__What needs to be done__. Copy the data from the line that contains "If you could segment every instance of the wooden" to its last line, exactly, including both of those lines and leaving out everything before.

__Rows from a segmentation dataset__.

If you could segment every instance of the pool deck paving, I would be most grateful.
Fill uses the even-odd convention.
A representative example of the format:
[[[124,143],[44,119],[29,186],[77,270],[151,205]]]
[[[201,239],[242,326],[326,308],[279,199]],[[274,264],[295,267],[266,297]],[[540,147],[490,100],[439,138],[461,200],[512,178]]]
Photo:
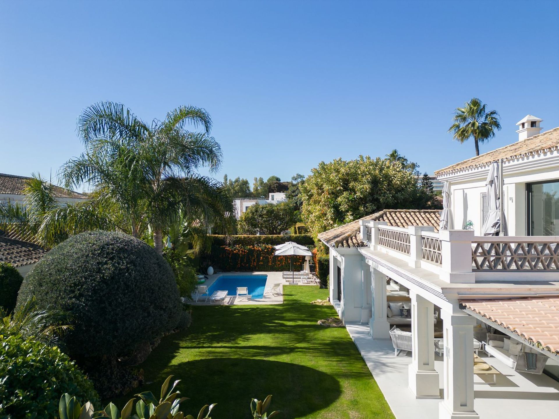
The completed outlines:
[[[209,288],[211,284],[214,283],[216,279],[220,277],[226,277],[235,275],[267,275],[268,278],[266,279],[266,288],[267,289],[271,287],[274,284],[281,283],[283,285],[292,285],[290,280],[286,280],[283,278],[281,272],[218,272],[213,275],[208,275],[208,279],[206,280],[203,285],[207,285]],[[302,285],[302,284],[299,285]],[[283,289],[283,287],[282,287]],[[283,291],[282,291],[283,293]],[[266,293],[261,298],[249,298],[247,301],[244,297],[239,298],[238,301],[236,296],[228,294],[224,302],[222,303],[210,304],[209,301],[207,302],[196,302],[196,296],[195,293],[192,296],[193,301],[190,303],[195,306],[250,306],[257,304],[282,304],[283,302],[283,296],[272,296],[269,293]]]

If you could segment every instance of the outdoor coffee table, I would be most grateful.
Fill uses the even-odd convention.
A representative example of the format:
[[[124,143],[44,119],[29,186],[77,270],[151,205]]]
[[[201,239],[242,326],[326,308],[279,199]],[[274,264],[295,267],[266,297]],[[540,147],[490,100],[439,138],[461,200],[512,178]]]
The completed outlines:
[[[223,303],[227,298],[227,291],[224,290],[218,290],[214,291],[210,297],[210,304],[217,304],[217,303]]]
[[[490,383],[484,381],[484,384],[496,384],[497,375],[500,373],[492,365],[490,365],[475,354],[473,354],[473,373],[477,375],[491,375],[493,381]]]

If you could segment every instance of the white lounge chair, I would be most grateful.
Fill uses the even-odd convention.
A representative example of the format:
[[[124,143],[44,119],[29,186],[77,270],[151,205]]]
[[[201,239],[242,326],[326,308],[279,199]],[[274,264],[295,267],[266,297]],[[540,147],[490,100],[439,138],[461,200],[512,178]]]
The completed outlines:
[[[241,301],[244,298],[245,301],[248,301],[250,296],[248,294],[248,288],[247,287],[237,287],[237,298],[236,301]]]
[[[196,302],[198,302],[198,298],[203,298],[204,301],[207,301],[210,297],[208,294],[208,287],[205,285],[199,285],[196,287]]]
[[[223,290],[214,291],[214,293],[211,294],[211,297],[210,297],[210,304],[224,303],[226,298],[227,291]]]
[[[274,284],[271,287],[268,287],[265,290],[264,290],[264,293],[271,294],[272,296],[279,296],[283,295],[281,292],[281,283],[278,282]]]

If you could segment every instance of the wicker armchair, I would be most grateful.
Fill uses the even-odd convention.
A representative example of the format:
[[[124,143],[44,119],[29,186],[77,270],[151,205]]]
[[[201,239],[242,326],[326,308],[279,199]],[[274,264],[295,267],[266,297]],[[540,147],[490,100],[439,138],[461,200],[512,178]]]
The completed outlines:
[[[411,332],[404,332],[395,326],[390,329],[390,340],[395,356],[397,356],[400,351],[411,351]]]

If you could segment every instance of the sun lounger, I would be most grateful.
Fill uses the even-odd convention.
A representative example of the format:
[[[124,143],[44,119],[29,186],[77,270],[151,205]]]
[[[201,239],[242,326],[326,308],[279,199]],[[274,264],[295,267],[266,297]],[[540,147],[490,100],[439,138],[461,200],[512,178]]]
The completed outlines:
[[[236,301],[241,301],[244,299],[245,301],[248,301],[250,296],[248,294],[248,288],[247,287],[237,287],[237,298]]]
[[[218,304],[219,303],[224,303],[226,298],[227,291],[222,290],[214,291],[214,293],[211,294],[211,297],[210,297],[210,303]]]
[[[196,287],[196,302],[198,298],[203,298],[204,301],[207,301],[210,295],[208,294],[208,287],[205,285],[199,285]]]
[[[268,287],[264,290],[264,294],[266,293],[270,294],[273,297],[282,295],[281,292],[281,283],[278,282],[274,284],[271,287]]]

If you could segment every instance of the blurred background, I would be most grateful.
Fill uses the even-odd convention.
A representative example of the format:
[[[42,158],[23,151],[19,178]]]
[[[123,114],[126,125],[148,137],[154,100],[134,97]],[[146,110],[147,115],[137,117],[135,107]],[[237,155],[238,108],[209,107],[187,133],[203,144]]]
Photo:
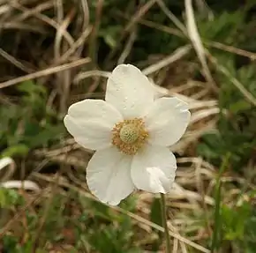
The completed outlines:
[[[0,252],[164,252],[159,197],[86,184],[63,118],[132,63],[189,103],[171,147],[173,252],[256,252],[254,0],[0,0]]]

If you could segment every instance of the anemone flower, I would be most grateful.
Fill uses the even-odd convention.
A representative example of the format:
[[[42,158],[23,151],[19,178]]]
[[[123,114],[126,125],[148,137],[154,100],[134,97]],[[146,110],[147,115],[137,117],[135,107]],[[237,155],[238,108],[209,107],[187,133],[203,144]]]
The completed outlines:
[[[89,190],[116,205],[136,189],[170,190],[177,161],[169,146],[183,136],[190,115],[186,103],[155,99],[148,78],[121,64],[108,79],[105,100],[72,104],[64,124],[79,145],[96,151],[87,168]]]

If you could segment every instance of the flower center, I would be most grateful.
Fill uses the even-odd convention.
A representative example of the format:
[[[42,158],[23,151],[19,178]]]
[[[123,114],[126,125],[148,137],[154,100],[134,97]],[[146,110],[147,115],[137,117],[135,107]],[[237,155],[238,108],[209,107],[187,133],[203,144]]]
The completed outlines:
[[[142,119],[124,120],[115,124],[112,144],[125,154],[135,154],[146,143],[148,131]]]
[[[132,144],[138,139],[139,130],[135,124],[124,124],[120,130],[119,136],[123,142]]]

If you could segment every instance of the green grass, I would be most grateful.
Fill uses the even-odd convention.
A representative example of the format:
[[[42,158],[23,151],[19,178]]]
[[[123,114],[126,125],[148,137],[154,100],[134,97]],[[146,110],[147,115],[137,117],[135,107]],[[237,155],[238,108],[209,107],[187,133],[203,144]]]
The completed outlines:
[[[194,5],[217,92],[194,48],[178,53],[192,45],[183,1],[94,0],[88,10],[75,0],[2,2],[0,158],[15,160],[10,180],[32,180],[41,190],[0,189],[0,251],[162,252],[159,197],[137,192],[118,208],[94,199],[86,185],[92,153],[63,124],[74,101],[104,97],[106,78],[99,71],[123,62],[143,70],[161,61],[148,76],[169,94],[183,95],[192,113],[173,147],[180,189],[167,196],[173,252],[255,251],[254,1]],[[91,62],[70,65],[85,57]]]

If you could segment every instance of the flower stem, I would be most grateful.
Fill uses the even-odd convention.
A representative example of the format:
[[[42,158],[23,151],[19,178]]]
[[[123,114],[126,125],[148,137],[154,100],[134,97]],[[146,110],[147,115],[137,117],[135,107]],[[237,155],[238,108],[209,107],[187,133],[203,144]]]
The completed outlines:
[[[165,197],[163,193],[160,193],[161,195],[161,212],[162,212],[162,221],[164,227],[164,235],[165,235],[165,243],[166,243],[166,253],[170,253],[170,242],[169,235],[169,228],[167,225],[167,217],[166,217],[166,203]]]

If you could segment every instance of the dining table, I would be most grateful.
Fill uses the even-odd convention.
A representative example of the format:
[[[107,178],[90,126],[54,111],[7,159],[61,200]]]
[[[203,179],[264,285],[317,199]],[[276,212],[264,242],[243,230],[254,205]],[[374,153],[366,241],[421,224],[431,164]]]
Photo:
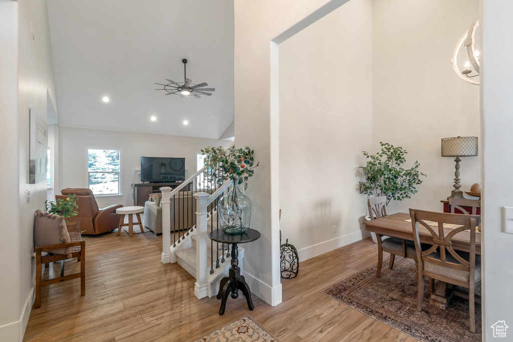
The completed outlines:
[[[378,217],[367,222],[364,222],[365,230],[374,233],[377,235],[399,237],[405,240],[414,240],[413,227],[409,214],[397,213],[388,216]],[[428,230],[421,225],[419,225],[419,238],[421,243],[432,244],[433,237]],[[446,235],[451,231],[450,229],[444,230]],[[481,234],[476,233],[476,254],[481,254]],[[470,233],[462,231],[452,238],[451,246],[453,249],[463,252],[470,251]],[[438,280],[436,289],[431,293],[429,304],[441,309],[446,309],[451,298],[456,294],[464,297],[464,293],[456,292],[456,287],[445,281]],[[476,298],[478,301],[480,299]]]

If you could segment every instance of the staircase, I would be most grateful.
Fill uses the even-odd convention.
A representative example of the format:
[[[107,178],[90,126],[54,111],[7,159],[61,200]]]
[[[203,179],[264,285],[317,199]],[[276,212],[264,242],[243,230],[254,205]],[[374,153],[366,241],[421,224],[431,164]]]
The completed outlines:
[[[174,189],[161,188],[162,262],[177,263],[195,277],[194,294],[198,298],[215,296],[219,282],[227,275],[230,267],[231,246],[214,242],[208,234],[219,228],[218,200],[229,190],[231,182],[210,183],[207,172],[207,168],[203,168]],[[192,217],[190,212],[194,210],[195,217]],[[239,248],[239,253],[242,265],[244,249]]]

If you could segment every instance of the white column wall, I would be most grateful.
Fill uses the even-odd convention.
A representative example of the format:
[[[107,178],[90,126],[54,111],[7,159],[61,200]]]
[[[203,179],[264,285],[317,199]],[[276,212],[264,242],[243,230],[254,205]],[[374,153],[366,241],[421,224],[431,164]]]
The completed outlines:
[[[483,223],[483,337],[496,340],[492,325],[505,320],[513,336],[513,234],[504,232],[511,220],[503,207],[513,207],[513,2],[481,0],[480,26],[483,30],[481,59],[481,136],[483,137],[482,205]]]

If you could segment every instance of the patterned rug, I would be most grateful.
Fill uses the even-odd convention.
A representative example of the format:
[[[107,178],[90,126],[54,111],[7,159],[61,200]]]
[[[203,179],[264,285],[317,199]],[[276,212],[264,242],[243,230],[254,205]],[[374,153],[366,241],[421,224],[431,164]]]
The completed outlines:
[[[278,342],[258,323],[245,316],[224,327],[214,330],[193,342]]]
[[[422,311],[418,311],[415,262],[396,257],[390,270],[389,258],[383,258],[379,278],[376,276],[376,263],[321,292],[421,341],[481,340],[481,304],[476,304],[473,334],[468,330],[468,300],[455,296],[445,310],[430,305],[426,277]],[[477,287],[479,294],[481,286]]]

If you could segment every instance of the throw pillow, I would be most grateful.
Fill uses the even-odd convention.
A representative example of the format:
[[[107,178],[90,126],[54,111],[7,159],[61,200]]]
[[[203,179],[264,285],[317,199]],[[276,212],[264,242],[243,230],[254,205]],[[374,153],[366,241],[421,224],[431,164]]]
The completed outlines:
[[[34,220],[34,239],[38,247],[70,242],[71,240],[64,216],[37,210]],[[69,248],[48,251],[54,254],[67,254],[69,258],[72,256],[71,250]]]

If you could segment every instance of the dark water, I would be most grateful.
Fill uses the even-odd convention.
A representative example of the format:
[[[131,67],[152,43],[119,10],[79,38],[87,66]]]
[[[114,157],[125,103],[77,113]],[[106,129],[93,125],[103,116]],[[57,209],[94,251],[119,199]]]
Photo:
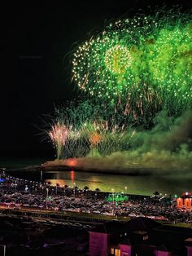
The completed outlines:
[[[31,165],[40,165],[45,162],[45,159],[7,159],[0,160],[0,167],[7,169],[21,168]],[[41,179],[40,172],[15,171],[15,176],[24,177],[35,180]],[[88,173],[83,171],[59,171],[44,172],[42,179],[50,182],[51,184],[59,183],[83,188],[88,186],[90,189],[99,188],[101,191],[126,192],[131,194],[151,195],[158,191],[164,194],[180,195],[184,192],[192,191],[192,175],[185,174],[181,171],[180,174],[171,174],[169,175],[148,175],[129,176],[117,175],[101,173]]]

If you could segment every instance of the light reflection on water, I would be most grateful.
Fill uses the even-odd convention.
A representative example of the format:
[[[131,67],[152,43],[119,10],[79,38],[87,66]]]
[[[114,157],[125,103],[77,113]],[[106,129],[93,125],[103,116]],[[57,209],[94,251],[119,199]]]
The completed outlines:
[[[104,192],[111,192],[111,189],[115,192],[124,192],[127,187],[128,193],[139,195],[151,195],[155,191],[163,195],[180,195],[183,192],[192,191],[192,177],[173,175],[129,176],[72,170],[44,173],[43,179],[53,185],[67,184],[70,187],[77,186],[80,188],[88,186],[91,190],[99,188]]]
[[[15,169],[28,166],[29,165],[41,165],[45,159],[19,159],[19,158],[1,158],[0,167]],[[40,180],[39,173],[30,173],[26,170],[13,174],[20,178]],[[124,192],[127,187],[127,192],[131,194],[151,195],[155,191],[162,194],[177,194],[183,192],[192,192],[192,175],[181,171],[172,175],[166,176],[129,176],[115,175],[111,174],[88,173],[83,171],[59,171],[43,173],[43,179],[50,181],[53,185],[59,183],[61,186],[77,186],[83,188],[88,186],[90,189],[99,188],[101,191]],[[75,184],[74,184],[75,183]]]

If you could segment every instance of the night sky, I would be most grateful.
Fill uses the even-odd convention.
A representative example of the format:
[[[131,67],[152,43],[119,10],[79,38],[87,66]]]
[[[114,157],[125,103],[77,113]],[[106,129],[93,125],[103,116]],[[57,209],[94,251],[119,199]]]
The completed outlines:
[[[149,11],[149,6],[153,9],[159,2],[162,6],[155,0],[119,2],[8,7],[2,11],[6,58],[0,100],[2,157],[53,157],[51,145],[40,141],[37,126],[41,126],[43,114],[53,113],[55,105],[74,94],[70,63],[73,47],[110,20],[132,16],[139,9]],[[189,9],[190,2],[168,1],[167,5],[182,3]]]

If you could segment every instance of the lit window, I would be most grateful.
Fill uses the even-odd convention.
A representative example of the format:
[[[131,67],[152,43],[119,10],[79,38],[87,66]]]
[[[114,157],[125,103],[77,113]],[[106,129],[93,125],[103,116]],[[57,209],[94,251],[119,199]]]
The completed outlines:
[[[115,249],[115,256],[120,256],[120,249]]]
[[[114,248],[111,248],[111,254],[114,254],[114,250],[115,250]]]

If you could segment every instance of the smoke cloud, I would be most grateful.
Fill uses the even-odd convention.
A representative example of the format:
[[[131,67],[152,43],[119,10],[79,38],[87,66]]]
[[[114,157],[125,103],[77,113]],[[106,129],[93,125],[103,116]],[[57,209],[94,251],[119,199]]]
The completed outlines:
[[[128,151],[99,157],[94,149],[93,156],[63,160],[62,164],[122,174],[185,172],[190,174],[192,166],[192,111],[188,110],[175,119],[161,112],[154,121],[152,130],[137,132],[136,139],[130,141]],[[59,164],[55,162],[55,165]]]

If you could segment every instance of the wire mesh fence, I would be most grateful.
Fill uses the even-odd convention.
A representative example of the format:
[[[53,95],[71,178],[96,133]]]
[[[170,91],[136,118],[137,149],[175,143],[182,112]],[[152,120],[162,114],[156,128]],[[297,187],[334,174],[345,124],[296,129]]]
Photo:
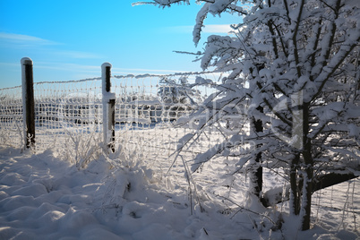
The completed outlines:
[[[154,158],[167,158],[174,153],[181,140],[196,131],[196,119],[189,121],[189,116],[213,92],[206,85],[193,88],[193,83],[199,77],[216,81],[219,74],[111,76],[110,91],[116,102],[112,128],[116,147],[141,147],[142,151],[146,150]],[[74,138],[80,136],[93,138],[90,144],[107,144],[101,138],[107,117],[104,116],[107,109],[104,112],[107,98],[102,88],[101,77],[34,83],[35,149],[45,150],[57,146],[66,150],[69,144],[78,142]],[[26,126],[22,98],[21,87],[0,89],[2,145],[23,146]],[[183,124],[179,124],[179,119]],[[221,138],[219,131],[211,131],[201,134],[184,151],[194,158]]]
[[[0,90],[0,144],[20,148],[23,143],[21,87]]]

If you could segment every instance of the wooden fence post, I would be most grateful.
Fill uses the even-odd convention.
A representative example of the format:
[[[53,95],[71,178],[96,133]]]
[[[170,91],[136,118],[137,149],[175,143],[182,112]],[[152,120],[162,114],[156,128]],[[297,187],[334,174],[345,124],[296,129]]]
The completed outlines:
[[[102,78],[102,123],[104,132],[104,144],[115,152],[115,94],[111,92],[111,64],[104,63],[101,65]]]
[[[21,63],[24,143],[26,148],[30,148],[35,144],[35,100],[32,60],[29,57],[23,57]]]

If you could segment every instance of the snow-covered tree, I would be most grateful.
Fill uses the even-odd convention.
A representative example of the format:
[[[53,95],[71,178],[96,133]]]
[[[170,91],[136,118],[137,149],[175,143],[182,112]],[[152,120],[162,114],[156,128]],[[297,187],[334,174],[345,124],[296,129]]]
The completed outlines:
[[[303,230],[309,229],[312,193],[359,175],[359,2],[196,2],[204,4],[196,16],[195,44],[208,14],[239,15],[232,25],[234,37],[209,37],[201,56],[204,70],[215,67],[230,74],[195,113],[212,110],[199,131],[244,107],[252,127],[250,133],[234,131],[227,144],[198,156],[193,169],[244,137],[255,148],[239,153],[235,172],[247,167],[253,193],[270,205],[275,202],[269,194],[261,196],[261,167],[284,171],[290,213],[302,218]],[[159,6],[181,3],[190,1],[151,2]]]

__Result of this exercise__.
If you could segment every instance of the wooden fence post, I would be most grateful.
Fill uses the even-odd convention.
A representative example of the format:
[[[53,95],[71,178],[96,133]]]
[[[170,91],[136,118],[137,149],[175,143],[182,112]],[[152,120],[162,114],[156,128]],[[297,187],[334,174],[345,124],[296,129]]]
The completed outlines:
[[[102,78],[102,123],[104,132],[104,144],[115,152],[115,94],[111,92],[111,64],[104,63],[101,65]]]
[[[21,63],[24,143],[26,148],[30,148],[35,144],[35,100],[32,60],[29,57],[23,57]]]

If you could segment every instance of the snow-covered tree, I would be most grateful.
Fill uses the even-odd convention.
A representative example of the format:
[[[53,95],[71,178],[96,133]]]
[[[170,91],[136,118],[137,149],[175,143],[182,112]],[[152,120],[162,114],[156,128]],[[297,187],[334,174],[345,124],[296,129]]]
The completed outlines:
[[[303,230],[309,229],[312,193],[359,175],[359,2],[196,2],[204,4],[196,16],[195,44],[208,14],[239,15],[232,25],[234,37],[209,37],[201,56],[204,70],[215,67],[230,74],[195,113],[212,110],[199,131],[244,107],[252,127],[250,133],[234,131],[227,144],[198,156],[193,169],[244,137],[255,148],[239,153],[235,172],[247,167],[253,193],[270,205],[275,202],[269,194],[261,196],[261,167],[284,171],[290,213],[302,218]],[[159,6],[181,3],[190,1],[151,2]]]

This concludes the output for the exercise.